◆ **Assignment**
Every line from the one holding "Target: shoreline" through the one holding "Target: shirt sleeve" in the data below must be returned exactly, both ends included, with pictures left out and nothing else added.

Source records

*** Block opens ***

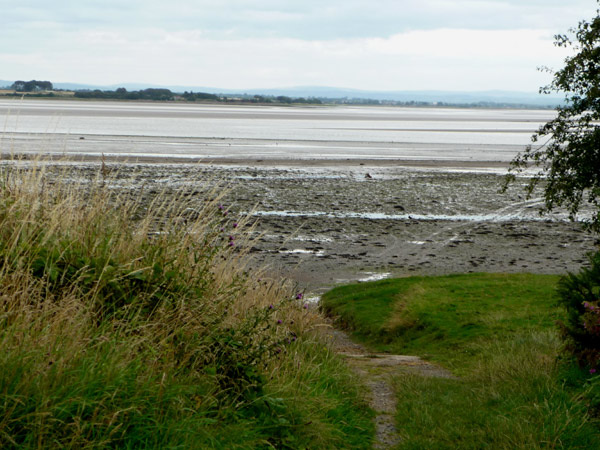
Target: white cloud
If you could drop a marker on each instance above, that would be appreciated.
(434, 59)
(374, 44)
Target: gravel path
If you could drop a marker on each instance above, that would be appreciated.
(377, 369)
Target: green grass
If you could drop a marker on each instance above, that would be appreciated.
(127, 322)
(498, 334)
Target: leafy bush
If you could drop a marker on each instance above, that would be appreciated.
(580, 295)
(128, 319)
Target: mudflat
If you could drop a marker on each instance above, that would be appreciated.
(323, 222)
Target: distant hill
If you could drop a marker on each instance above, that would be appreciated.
(451, 97)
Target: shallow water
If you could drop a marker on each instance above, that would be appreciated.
(252, 132)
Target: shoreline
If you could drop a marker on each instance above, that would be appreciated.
(389, 225)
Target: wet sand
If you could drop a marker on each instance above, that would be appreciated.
(322, 223)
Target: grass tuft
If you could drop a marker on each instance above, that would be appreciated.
(498, 333)
(129, 318)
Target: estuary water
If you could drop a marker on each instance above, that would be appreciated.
(207, 132)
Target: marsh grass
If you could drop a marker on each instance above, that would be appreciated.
(498, 333)
(130, 319)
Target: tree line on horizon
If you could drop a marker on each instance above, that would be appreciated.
(36, 88)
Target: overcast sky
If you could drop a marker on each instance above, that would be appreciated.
(245, 44)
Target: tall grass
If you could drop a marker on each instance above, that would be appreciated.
(130, 319)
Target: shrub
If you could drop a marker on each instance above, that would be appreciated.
(580, 295)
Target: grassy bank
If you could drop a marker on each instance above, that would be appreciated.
(498, 334)
(129, 319)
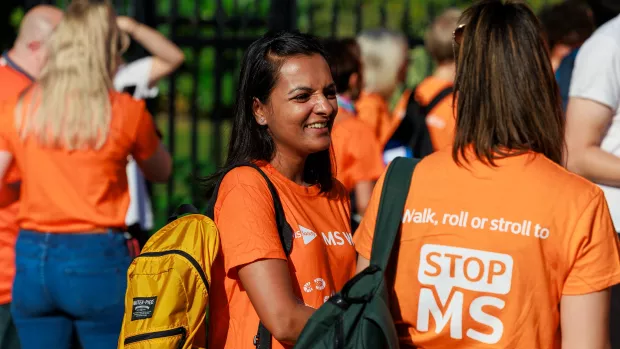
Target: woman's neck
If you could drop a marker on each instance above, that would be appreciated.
(290, 166)
(445, 71)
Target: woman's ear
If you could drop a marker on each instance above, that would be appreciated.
(258, 110)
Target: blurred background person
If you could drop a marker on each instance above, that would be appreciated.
(440, 120)
(70, 135)
(428, 122)
(19, 66)
(567, 26)
(139, 78)
(593, 126)
(357, 152)
(505, 166)
(385, 59)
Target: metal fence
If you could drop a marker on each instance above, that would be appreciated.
(195, 103)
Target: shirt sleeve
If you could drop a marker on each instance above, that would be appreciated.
(245, 218)
(366, 230)
(136, 74)
(367, 162)
(596, 250)
(146, 139)
(596, 75)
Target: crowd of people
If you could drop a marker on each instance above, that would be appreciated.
(508, 236)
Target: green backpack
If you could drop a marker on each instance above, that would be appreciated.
(359, 316)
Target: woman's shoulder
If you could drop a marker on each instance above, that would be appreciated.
(123, 100)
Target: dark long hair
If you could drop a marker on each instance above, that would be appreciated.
(250, 141)
(508, 101)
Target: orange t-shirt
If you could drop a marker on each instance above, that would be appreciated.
(357, 153)
(441, 121)
(322, 259)
(82, 190)
(373, 109)
(13, 83)
(487, 253)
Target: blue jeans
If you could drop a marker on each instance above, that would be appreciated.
(67, 282)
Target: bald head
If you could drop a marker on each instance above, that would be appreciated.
(38, 24)
(30, 49)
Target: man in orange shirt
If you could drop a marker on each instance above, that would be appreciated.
(440, 120)
(357, 152)
(18, 68)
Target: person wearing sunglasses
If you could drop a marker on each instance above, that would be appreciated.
(500, 246)
(140, 78)
(70, 135)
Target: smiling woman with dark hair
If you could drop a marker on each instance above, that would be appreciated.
(286, 105)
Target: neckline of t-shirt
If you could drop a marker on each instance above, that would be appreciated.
(312, 190)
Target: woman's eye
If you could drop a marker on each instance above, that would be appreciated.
(302, 97)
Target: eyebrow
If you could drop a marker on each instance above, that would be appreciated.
(308, 89)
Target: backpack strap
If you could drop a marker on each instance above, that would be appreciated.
(440, 96)
(393, 197)
(183, 210)
(284, 229)
(262, 340)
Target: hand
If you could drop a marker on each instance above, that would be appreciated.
(127, 24)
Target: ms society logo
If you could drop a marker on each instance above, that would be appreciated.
(305, 233)
(330, 238)
(448, 271)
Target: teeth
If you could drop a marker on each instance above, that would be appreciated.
(318, 125)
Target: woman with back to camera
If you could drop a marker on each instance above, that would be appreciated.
(70, 135)
(519, 252)
(285, 108)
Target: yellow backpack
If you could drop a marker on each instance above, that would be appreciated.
(167, 298)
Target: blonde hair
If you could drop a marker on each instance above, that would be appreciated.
(438, 37)
(70, 105)
(383, 52)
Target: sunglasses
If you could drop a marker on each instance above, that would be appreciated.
(457, 38)
(122, 42)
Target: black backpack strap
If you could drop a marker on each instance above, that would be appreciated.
(284, 229)
(183, 210)
(263, 336)
(393, 197)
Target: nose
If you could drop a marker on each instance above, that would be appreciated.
(323, 106)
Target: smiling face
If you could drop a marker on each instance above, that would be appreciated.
(302, 106)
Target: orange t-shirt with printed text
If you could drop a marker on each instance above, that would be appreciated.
(83, 190)
(487, 253)
(13, 83)
(322, 259)
(441, 120)
(357, 153)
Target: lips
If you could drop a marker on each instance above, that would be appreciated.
(318, 125)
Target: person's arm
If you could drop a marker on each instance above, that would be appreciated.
(268, 284)
(594, 98)
(592, 253)
(587, 123)
(9, 193)
(254, 256)
(158, 167)
(149, 152)
(167, 56)
(585, 321)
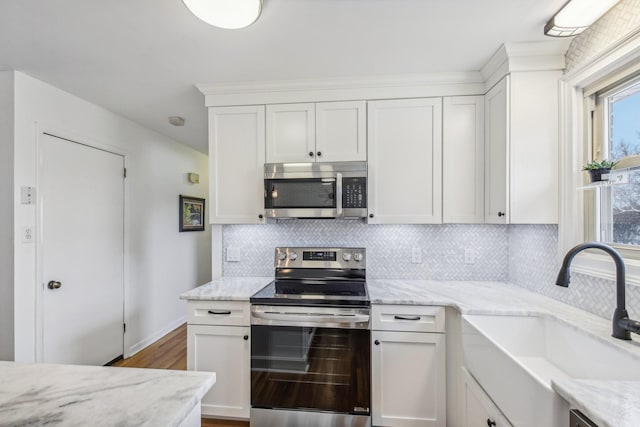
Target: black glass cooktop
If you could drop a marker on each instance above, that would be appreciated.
(311, 292)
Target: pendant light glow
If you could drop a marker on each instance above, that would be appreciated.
(228, 14)
(576, 16)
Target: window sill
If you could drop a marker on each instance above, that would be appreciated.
(603, 267)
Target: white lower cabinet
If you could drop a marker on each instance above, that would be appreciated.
(480, 411)
(408, 380)
(225, 350)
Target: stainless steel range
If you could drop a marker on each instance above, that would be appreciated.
(310, 348)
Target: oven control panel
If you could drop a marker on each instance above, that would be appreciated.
(300, 257)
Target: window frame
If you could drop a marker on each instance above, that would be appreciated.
(576, 130)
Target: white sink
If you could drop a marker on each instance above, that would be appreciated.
(515, 358)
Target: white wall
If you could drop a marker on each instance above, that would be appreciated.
(6, 215)
(161, 262)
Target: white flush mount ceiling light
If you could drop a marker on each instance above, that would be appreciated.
(228, 14)
(576, 16)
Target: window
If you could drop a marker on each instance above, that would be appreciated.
(616, 136)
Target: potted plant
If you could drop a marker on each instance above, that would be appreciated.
(597, 168)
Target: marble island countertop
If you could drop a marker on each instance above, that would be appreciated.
(73, 395)
(608, 403)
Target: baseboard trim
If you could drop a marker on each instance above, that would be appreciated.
(142, 344)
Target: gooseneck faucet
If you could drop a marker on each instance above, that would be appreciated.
(622, 325)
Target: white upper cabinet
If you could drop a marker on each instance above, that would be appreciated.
(341, 131)
(405, 161)
(321, 132)
(521, 143)
(236, 162)
(463, 159)
(291, 133)
(496, 136)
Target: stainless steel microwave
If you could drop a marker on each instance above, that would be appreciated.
(315, 190)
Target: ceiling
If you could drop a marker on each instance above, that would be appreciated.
(141, 58)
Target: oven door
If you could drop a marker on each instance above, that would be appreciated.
(316, 361)
(303, 197)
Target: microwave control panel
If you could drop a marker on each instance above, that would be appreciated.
(354, 192)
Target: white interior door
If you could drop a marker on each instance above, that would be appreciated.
(82, 196)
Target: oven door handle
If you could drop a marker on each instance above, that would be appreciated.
(339, 212)
(312, 317)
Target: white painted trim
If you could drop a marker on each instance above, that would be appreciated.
(346, 89)
(39, 129)
(571, 225)
(530, 56)
(145, 342)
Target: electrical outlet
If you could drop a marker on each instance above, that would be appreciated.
(469, 256)
(416, 256)
(27, 235)
(233, 254)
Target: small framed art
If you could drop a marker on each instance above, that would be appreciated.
(191, 213)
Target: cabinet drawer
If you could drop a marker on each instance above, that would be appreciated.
(231, 313)
(409, 318)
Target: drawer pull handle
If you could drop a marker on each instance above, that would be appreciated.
(401, 317)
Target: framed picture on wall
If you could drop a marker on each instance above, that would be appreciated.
(191, 213)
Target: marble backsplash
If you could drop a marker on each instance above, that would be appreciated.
(533, 265)
(524, 255)
(388, 248)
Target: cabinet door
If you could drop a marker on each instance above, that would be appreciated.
(405, 161)
(225, 351)
(291, 133)
(463, 159)
(236, 162)
(480, 411)
(408, 379)
(341, 131)
(533, 147)
(496, 153)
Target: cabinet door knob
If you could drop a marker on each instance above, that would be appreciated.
(54, 284)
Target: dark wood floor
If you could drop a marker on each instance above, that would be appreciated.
(170, 352)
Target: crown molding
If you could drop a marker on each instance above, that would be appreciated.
(530, 56)
(343, 89)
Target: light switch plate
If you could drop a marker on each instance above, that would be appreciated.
(233, 254)
(27, 234)
(28, 195)
(416, 255)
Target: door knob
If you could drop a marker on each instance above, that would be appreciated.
(54, 284)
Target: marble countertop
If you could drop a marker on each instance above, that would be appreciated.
(73, 395)
(608, 403)
(228, 289)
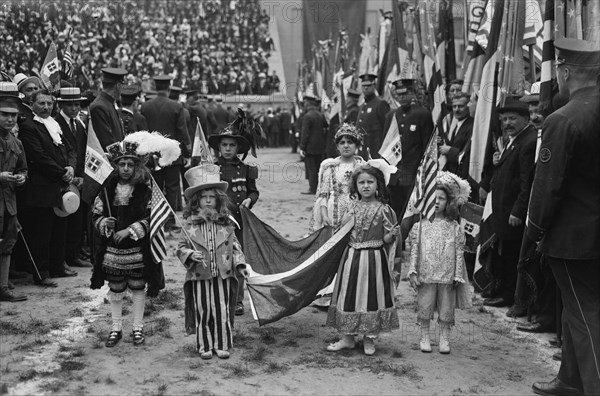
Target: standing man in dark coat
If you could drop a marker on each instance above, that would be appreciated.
(167, 117)
(512, 177)
(371, 117)
(75, 133)
(415, 126)
(312, 142)
(564, 213)
(104, 115)
(132, 120)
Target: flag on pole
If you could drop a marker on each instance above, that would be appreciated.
(426, 180)
(50, 72)
(97, 167)
(159, 213)
(201, 150)
(391, 148)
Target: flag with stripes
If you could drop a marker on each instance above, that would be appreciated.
(547, 59)
(159, 213)
(433, 75)
(426, 180)
(67, 63)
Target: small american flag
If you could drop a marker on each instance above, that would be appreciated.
(159, 213)
(426, 180)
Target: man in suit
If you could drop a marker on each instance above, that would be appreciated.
(371, 117)
(514, 167)
(132, 120)
(312, 142)
(104, 115)
(415, 126)
(167, 117)
(51, 162)
(564, 215)
(75, 133)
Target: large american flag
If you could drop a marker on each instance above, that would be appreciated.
(159, 212)
(426, 180)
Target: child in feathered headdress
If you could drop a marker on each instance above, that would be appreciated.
(121, 216)
(437, 270)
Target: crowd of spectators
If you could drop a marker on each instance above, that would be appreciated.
(214, 46)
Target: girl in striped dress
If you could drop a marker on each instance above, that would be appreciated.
(363, 297)
(212, 255)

*** Block closes ***

◆ **The answer**
Target: shoreline
If you could drop a marker on each instance above, that would be appreciated.
(389, 225)
Target: wet sand
If you could drop a marker on each instance above, that would be appreciated.
(322, 223)
Target: grass tuft
If you could drop a marker on each instance above, that would be appreciated.
(498, 333)
(129, 318)
Target: estuary water
If you could drop a marker on each instance above, that would be appreciated.
(207, 132)
Target: marsh grass
If you could drop a marker on each instance above, that would be appreciated.
(498, 333)
(130, 319)
Target: tree line on horizon
If you could drop a marker on each instance above, that would be appreciated.
(36, 88)
Target: overcast sky
If you could drop a marker on each instance above, that would be appreciated.
(245, 44)
Target: tall grass
If you could drop a marker on each instance above, that would be appreciated.
(130, 319)
Target: shrub
If you could drop a marker on each instance above, that would be appreciated.
(580, 295)
Target: grassy bank
If you could drop a marker on each instance above, that would be appreciated.
(498, 334)
(129, 319)
Target: woman's neck
If you could drop a marker on each instance above, that would be appreciated.
(290, 166)
(445, 71)
Target: woman's ear
If you could drop a marker on each instance above, that would be appreciated.
(258, 110)
Target: blurred background person
If you could drop a marker on each instance above, that would be appreciated.
(440, 120)
(70, 135)
(428, 122)
(19, 66)
(567, 26)
(139, 78)
(593, 126)
(357, 152)
(505, 166)
(385, 59)
Target: metal fence
If you could drop a marker on each instance above, that would be appreciated.
(195, 103)
Target: shirt sleeve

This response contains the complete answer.